EXERCISE INSTRUCTIONS:
Return the material below verbatim, omitting the pictures.

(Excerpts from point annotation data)
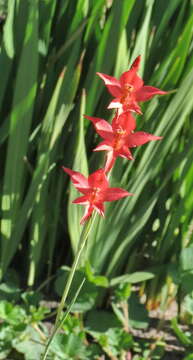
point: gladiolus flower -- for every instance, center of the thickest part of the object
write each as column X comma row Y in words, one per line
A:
column 129, row 90
column 96, row 191
column 119, row 137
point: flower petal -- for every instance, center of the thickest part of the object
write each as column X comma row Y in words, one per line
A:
column 79, row 180
column 102, row 127
column 130, row 77
column 104, row 146
column 125, row 153
column 124, row 121
column 98, row 180
column 115, row 104
column 110, row 160
column 111, row 83
column 140, row 138
column 112, row 194
column 147, row 92
column 88, row 212
column 82, row 200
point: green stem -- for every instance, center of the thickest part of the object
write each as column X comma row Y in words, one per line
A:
column 60, row 323
column 83, row 238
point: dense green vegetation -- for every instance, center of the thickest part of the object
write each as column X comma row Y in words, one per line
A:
column 50, row 53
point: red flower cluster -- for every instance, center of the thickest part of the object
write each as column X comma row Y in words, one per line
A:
column 118, row 138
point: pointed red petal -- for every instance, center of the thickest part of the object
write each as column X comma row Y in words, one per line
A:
column 98, row 179
column 82, row 200
column 140, row 138
column 131, row 78
column 88, row 212
column 104, row 146
column 147, row 92
column 103, row 128
column 136, row 63
column 79, row 180
column 112, row 194
column 111, row 83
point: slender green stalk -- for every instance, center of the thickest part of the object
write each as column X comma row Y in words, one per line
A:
column 60, row 323
column 82, row 242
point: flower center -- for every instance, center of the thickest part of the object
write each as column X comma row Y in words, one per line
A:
column 94, row 194
column 128, row 87
column 118, row 140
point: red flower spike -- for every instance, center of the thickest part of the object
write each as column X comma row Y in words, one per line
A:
column 119, row 137
column 96, row 191
column 129, row 90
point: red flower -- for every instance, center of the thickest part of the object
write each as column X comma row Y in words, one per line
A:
column 129, row 90
column 96, row 191
column 119, row 137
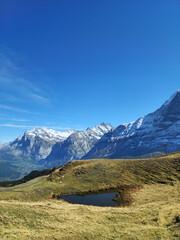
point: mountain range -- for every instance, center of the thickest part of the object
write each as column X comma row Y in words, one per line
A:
column 41, row 148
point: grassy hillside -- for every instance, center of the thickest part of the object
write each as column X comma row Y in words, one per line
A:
column 29, row 212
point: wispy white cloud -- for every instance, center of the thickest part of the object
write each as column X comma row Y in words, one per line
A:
column 16, row 109
column 14, row 81
column 32, row 126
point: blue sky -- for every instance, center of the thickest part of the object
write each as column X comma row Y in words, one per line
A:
column 73, row 64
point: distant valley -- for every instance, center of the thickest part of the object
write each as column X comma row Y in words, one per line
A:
column 46, row 148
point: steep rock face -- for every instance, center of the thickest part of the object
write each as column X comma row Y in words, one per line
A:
column 36, row 143
column 146, row 135
column 76, row 145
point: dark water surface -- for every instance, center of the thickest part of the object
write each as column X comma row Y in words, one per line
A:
column 100, row 199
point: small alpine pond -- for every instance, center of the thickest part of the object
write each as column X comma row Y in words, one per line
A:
column 98, row 199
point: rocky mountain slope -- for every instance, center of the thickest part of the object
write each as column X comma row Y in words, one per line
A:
column 36, row 143
column 146, row 135
column 76, row 145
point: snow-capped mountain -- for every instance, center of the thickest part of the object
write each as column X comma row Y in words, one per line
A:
column 146, row 135
column 36, row 143
column 76, row 145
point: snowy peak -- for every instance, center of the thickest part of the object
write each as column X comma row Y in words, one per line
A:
column 49, row 134
column 99, row 130
column 176, row 95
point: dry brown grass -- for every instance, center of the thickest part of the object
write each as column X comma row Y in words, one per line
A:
column 153, row 214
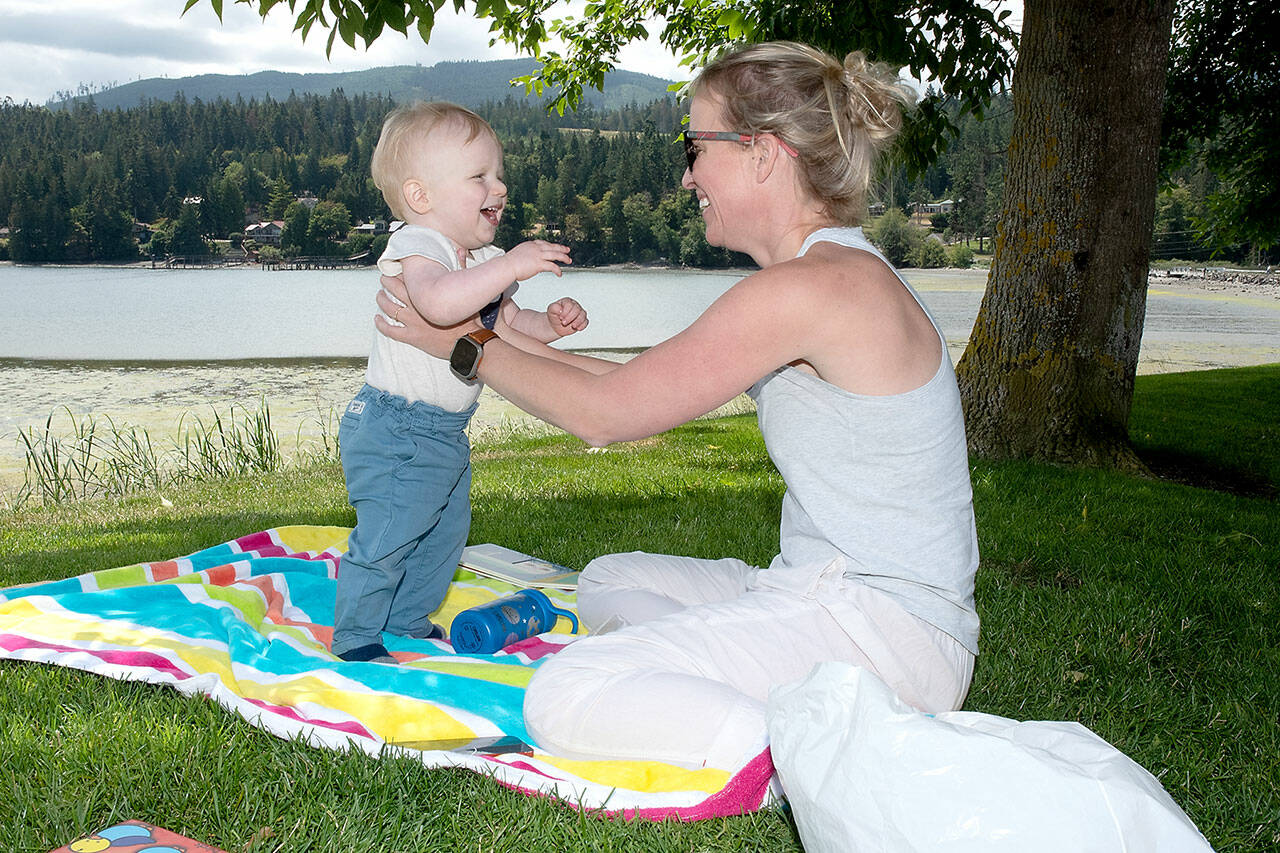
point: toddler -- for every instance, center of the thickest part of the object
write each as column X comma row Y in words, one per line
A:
column 405, row 452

TASK RESULT:
point: gladiolus flower -- for every instance, center of the thickest part of the object
write each as column X comma row Y in words, one per line
A:
column 129, row 90
column 96, row 191
column 119, row 137
point: flower petal -- for every instance, center of the thickest part of the object
write each as column X comma row Y in words, one per line
A:
column 79, row 180
column 102, row 127
column 130, row 77
column 104, row 146
column 125, row 153
column 124, row 121
column 98, row 180
column 115, row 104
column 110, row 160
column 111, row 83
column 140, row 138
column 112, row 194
column 147, row 92
column 88, row 212
column 82, row 200
point: green stem -- for every instance, center of the thickest part of the object
write each as column X comma row Y in words, one per line
A:
column 60, row 323
column 83, row 238
point: dense green vegetation -- for every instance, center of the thickest part of the object
write each as column X comma row Y in words, one per line
A:
column 50, row 53
point: red flower cluster -- for every instance, center of the thickest part of the object
write each as column X comma row Y in words, one per line
A:
column 118, row 138
point: pointed red petal -- for every instance, center of the thickest part of the object
write each as column X comma row Y in words, one per line
A:
column 98, row 179
column 82, row 200
column 140, row 138
column 131, row 78
column 88, row 212
column 104, row 146
column 147, row 92
column 103, row 128
column 136, row 63
column 79, row 180
column 112, row 194
column 111, row 83
point: slender green stalk -- for every instance, center of the thickest part of the object
write each as column X comma row Y in words, one per line
A:
column 60, row 323
column 82, row 242
point: flower center -- for every instance, center of the thickest part of the object
write each as column X comma row Y in words, one per line
A:
column 94, row 194
column 128, row 87
column 118, row 140
point: red flower spike -- for every instance, center of the thickest part of the object
write each as column X comma row Y in words, one per line
A:
column 119, row 137
column 96, row 191
column 129, row 90
point: red flower -- for every instance, center of the thickest part of the object
write each as column X comma row Y in words, one per line
A:
column 129, row 90
column 96, row 191
column 119, row 137
point: mountain range -- for every instance, center of the thickest part of the object
write each as column X comma row Y in words, one per line
A:
column 41, row 148
point: grassy hillside -- for every instance, center of the thickest part of the object
write each as column X comma row Y in words, one per line
A:
column 29, row 212
point: wispy white cloud -- for every instance, center of the thickest part of the object
write each as column X comma row Y in words, one per line
A:
column 16, row 109
column 14, row 81
column 32, row 126
point: blue sky -- for every instance, center of the thickest part of the object
write each as column X comma row Y in words, one per line
A:
column 73, row 64
point: distant valley -- for every instance, center of the thickest part of the object
write each as column X comma row Y in words, one per line
A:
column 46, row 148
point: steep rock face -- for every instance, center of the thickest part of the object
write each as column X comma row Y in words, one per line
A:
column 36, row 143
column 146, row 135
column 76, row 145
point: dark water surface -- for every instance, center of the thickest part of the object
write each as column X comma row Y in words, one per line
A:
column 100, row 199
point: small alpine pond -- for every instance, center of the thickest part of the object
write each as column X comma row Y in words, one per line
A:
column 98, row 199
point: rocky mountain slope -- for every instance, center of the thickest part of the object
write each as column X comma row Y in words, one per line
A:
column 36, row 143
column 146, row 135
column 76, row 145
point: snow-capped mountain -- for every instance, center of the thickest part of the object
write each as column X comma row Y in words, one per line
A:
column 146, row 135
column 36, row 143
column 76, row 145
point: snowy peak -- for every instance, center of the thickest part of the object
write each as column X comma row Y in words, one per line
A:
column 49, row 134
column 99, row 130
column 176, row 95
point: dry brown grass -- for every instance, center of the thickest part of the object
write each as column X comma row Y in words, one per line
A:
column 153, row 214
point: toddler -- for every instance, center of the thickest part of the object
write each as column X comma row Y in words, one per line
A:
column 405, row 452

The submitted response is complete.